| What to work on |
Going down the data below, set down exactly the line with "[locate] calm sea" and each line after it through the line with "[locate] rocky outcrop"; no other lines.
BEGIN Records supplied
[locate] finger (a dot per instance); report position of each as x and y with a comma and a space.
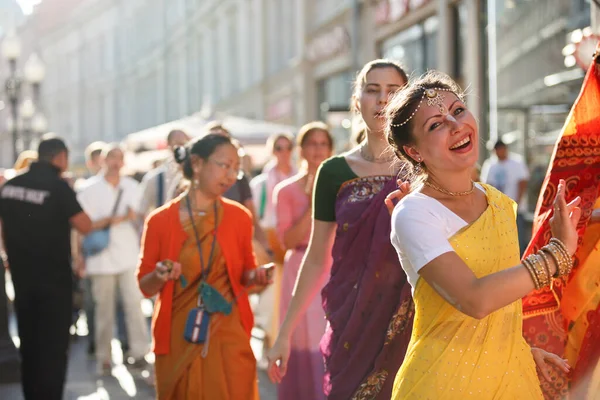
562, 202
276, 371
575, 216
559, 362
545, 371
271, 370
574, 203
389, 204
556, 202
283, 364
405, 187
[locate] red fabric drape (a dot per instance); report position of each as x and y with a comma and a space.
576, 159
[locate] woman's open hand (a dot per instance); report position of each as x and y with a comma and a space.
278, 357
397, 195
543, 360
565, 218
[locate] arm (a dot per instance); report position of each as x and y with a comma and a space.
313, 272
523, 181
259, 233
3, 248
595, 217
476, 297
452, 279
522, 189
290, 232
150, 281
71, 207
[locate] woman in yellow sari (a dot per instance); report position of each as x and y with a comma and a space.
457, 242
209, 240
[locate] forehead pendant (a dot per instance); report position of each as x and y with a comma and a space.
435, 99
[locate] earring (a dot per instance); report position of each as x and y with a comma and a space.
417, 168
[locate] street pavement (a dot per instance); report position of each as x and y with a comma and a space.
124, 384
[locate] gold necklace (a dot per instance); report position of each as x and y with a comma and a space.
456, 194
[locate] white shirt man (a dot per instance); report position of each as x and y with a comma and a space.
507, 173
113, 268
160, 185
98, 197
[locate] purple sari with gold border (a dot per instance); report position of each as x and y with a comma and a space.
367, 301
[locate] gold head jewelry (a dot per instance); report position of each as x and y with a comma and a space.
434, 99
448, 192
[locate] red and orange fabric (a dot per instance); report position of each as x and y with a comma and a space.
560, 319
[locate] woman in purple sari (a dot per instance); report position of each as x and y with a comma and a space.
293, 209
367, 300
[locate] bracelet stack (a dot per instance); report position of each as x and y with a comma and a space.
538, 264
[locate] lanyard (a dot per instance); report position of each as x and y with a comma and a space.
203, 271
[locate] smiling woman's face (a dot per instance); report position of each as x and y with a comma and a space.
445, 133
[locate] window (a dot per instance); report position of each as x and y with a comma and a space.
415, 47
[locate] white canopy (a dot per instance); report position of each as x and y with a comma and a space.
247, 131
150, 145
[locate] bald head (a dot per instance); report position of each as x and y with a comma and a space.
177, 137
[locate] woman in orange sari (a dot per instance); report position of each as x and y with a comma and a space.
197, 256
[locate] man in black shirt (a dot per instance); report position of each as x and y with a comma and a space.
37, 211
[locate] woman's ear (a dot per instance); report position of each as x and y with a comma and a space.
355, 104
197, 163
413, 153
END Records supplied
BEGIN Records supplied
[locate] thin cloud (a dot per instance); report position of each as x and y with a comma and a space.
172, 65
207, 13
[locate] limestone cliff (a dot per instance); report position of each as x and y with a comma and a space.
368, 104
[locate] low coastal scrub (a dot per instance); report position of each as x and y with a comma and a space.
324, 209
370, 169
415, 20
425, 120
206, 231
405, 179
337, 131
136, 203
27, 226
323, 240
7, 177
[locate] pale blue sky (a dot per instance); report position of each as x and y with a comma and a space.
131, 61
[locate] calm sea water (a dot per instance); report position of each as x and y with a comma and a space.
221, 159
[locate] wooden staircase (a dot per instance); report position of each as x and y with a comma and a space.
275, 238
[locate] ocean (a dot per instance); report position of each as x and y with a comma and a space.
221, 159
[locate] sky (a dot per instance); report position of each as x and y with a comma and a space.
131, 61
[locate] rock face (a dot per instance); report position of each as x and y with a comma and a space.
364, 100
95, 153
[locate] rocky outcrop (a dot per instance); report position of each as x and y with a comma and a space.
END Records supplied
| Written response |
[locate] calm sea water (a dot per instance); report position of each as x and y with a comma and a space.
221, 159
[locate] wooden staircase (a dot per instance); report position of each as x and y with a comma and a space.
275, 238
[locate] ocean (a dot per instance); report position of each as x and y with a comma and a space.
221, 159
[locate] sky (a dot per instance); report position of each as x and y with a comma and a space.
131, 61
[locate] rock face (a dot per instance); report position of each as x and y with a comma and a space.
364, 100
95, 153
[locate] rocky outcrop (a dot per instance); report position of each as x and y with a comma and a space.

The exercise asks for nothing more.